Consigne: Quels livres sont présentés dans l'article sur la rentrée littéraire 2021 ? Donnez chaque titre avec son auteur.

Texte de la page:
:::::

À première vue : dernier tour 2021 !
Intérêt global :

Comme l’année dernière, en guise d’ultime article de présentation, je regroupe quelques éditeurs faisant le choix (ou le pari) de ne publier qu’un seul livre en cette rentrée littéraire 2021. Certains, économes par nature, sont coutumiers du fait, comme les éditions de Minuit. D’autres ont décidé de concentrer tous leurs efforts sur un seul texte, une décision aussi louable que courageuse. Et franchement, il y a pas mal de jolies choses, dont la plupart semblent joyeusement sortir de l’ordinaire.
J’en profite aussi pour rattraper certains éditeurs que j’apprécie, dont je n’avais pas encore le programme lorsque j’ai commencé l’édition 2021 de la rubrique « à première vue », et qui peuvent compter plus d’un titre dans leur programme. Exemple avec le premier de la liste ci-dessous.
LA FOSSE AUX OURS

Ubasute, d’Isabel Gutierrez
Mourante, Marie demande à son fils de la porter dans la montagne pour la déposer sous le grand rocher. Ce court premier roman évoque l’ubasute, cette pratique mythique au Japon qui consiste à amener un infirme ou un parent âgé dans un endroit éloigné et désolé pour le laisser mourir.
Un ciel rempli d’oiseaux, d’Antoine Choplin
Lors d’une cérémonie d’hommage à l’artiste rom Ceija Stojka, la narratrice se souvient du parcours singulier de son amie. Déportée à 10 ans, elle survit à trois camps de concentration, passant par Auschwitz, Ravensbrück et Bergen-Belsen. À 55 ans, elle sort du silence et se lance en autodidacte dans un travail de mémoire, au moyen de l’art et de l’écriture. Avec des illustrations de l’artiste.
ÉDITIONS DE MINUIT

La Fille qu’on appelle, de Tanguy Viel
Il y eut des rentrées exclusivement centrées sur Laurent Mauvignier, cette année sera consacrée à un autre grand nom du catalogue contemporain de Minuit : Tanguy Viel.

:::::

Données sources:
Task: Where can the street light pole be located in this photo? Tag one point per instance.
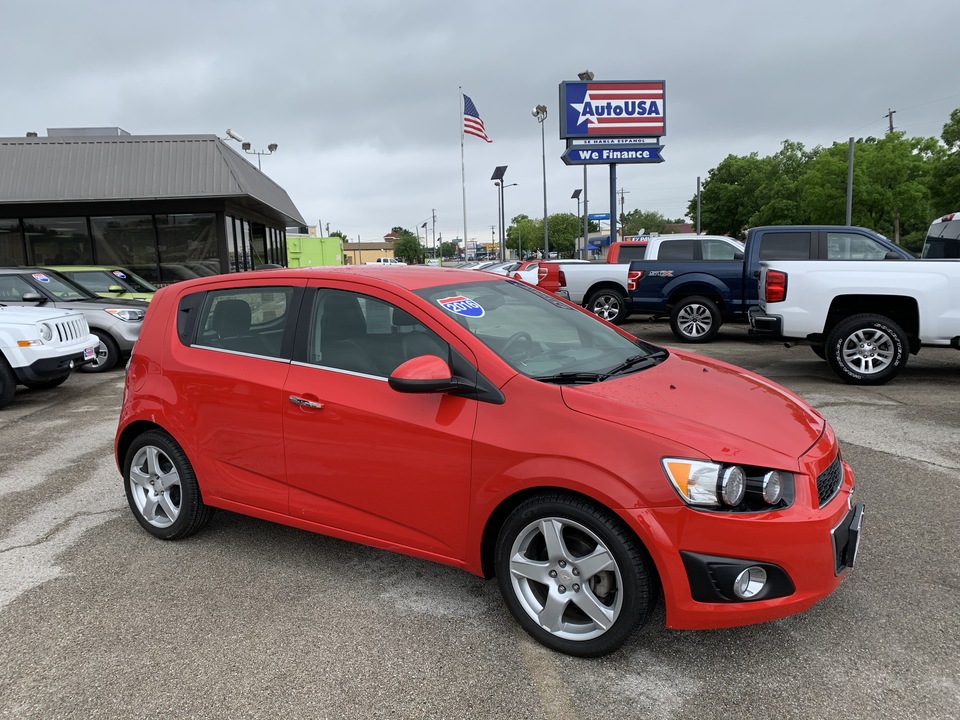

:::::

Réponse:
- Ubasute, d'Isabel Gutierrez
- Un ciel rempli d'oiseaux, d'Antoine Choplin
- La Fille qu'on appelle, de Tanguy Viel